### RECORDS FOR THE EXERCISE
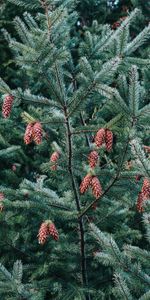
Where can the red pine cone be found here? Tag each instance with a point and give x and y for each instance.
(1, 199)
(85, 183)
(28, 134)
(7, 105)
(94, 206)
(37, 133)
(146, 188)
(100, 137)
(138, 177)
(140, 202)
(144, 194)
(96, 187)
(43, 233)
(54, 157)
(93, 159)
(108, 139)
(53, 231)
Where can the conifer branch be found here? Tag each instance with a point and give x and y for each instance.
(81, 226)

### YOUR GOAL
Print every line of the data above without any changes, leaving out the pictures.

### RESPONSE
Where can the red pine cone be found here? Tag each instance with a point and give x and y for each instance.
(1, 199)
(85, 183)
(28, 134)
(7, 105)
(94, 206)
(37, 133)
(146, 188)
(100, 137)
(138, 177)
(140, 202)
(144, 194)
(96, 187)
(43, 233)
(54, 157)
(93, 159)
(108, 139)
(53, 231)
Where can the conifer branch be found here? Tag each instance with a point and give x and y for each instance.
(81, 226)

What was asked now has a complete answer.